The task. Write every line of the records below as a JSON list of strings, one string per line, skipping blank lines. Leave the pictures out of the list.

Records for the exercise.

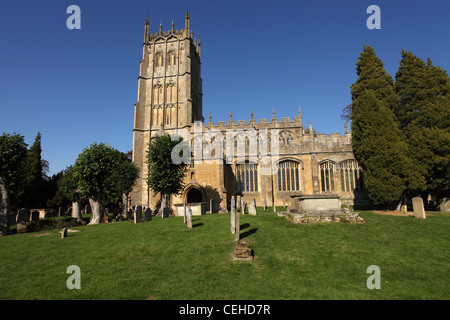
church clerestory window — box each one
[319,161,336,192]
[236,161,258,192]
[278,160,301,191]
[339,160,364,192]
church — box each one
[129,12,368,214]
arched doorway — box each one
[186,188,203,203]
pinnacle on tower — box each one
[184,10,191,36]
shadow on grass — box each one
[239,223,258,239]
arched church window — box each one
[278,131,294,146]
[278,160,301,191]
[236,161,258,192]
[339,160,364,192]
[167,51,177,67]
[319,161,336,192]
[155,52,164,68]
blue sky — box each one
[0,0,450,174]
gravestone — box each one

Finished task.
[
  "church clerestory window — box each one",
  "[319,161,336,192]",
  "[236,161,258,192]",
  "[278,160,301,191]",
  "[339,160,364,192]",
  "church — box each one",
  "[129,12,368,214]",
  "arched doorway — box each one",
  "[186,188,203,203]",
  "pinnacle on tower — box each one",
  "[184,10,191,36]",
  "shadow on grass — box each one",
  "[239,223,258,239]",
  "arched church window — box each one",
  "[278,131,294,146]",
  "[278,160,301,191]",
  "[236,161,258,192]",
  "[339,160,364,192]",
  "[167,51,177,67]",
  "[319,161,336,192]",
  "[155,52,164,68]",
  "blue sky — box each one",
  "[0,0,450,174]",
  "gravestone — box each one"
]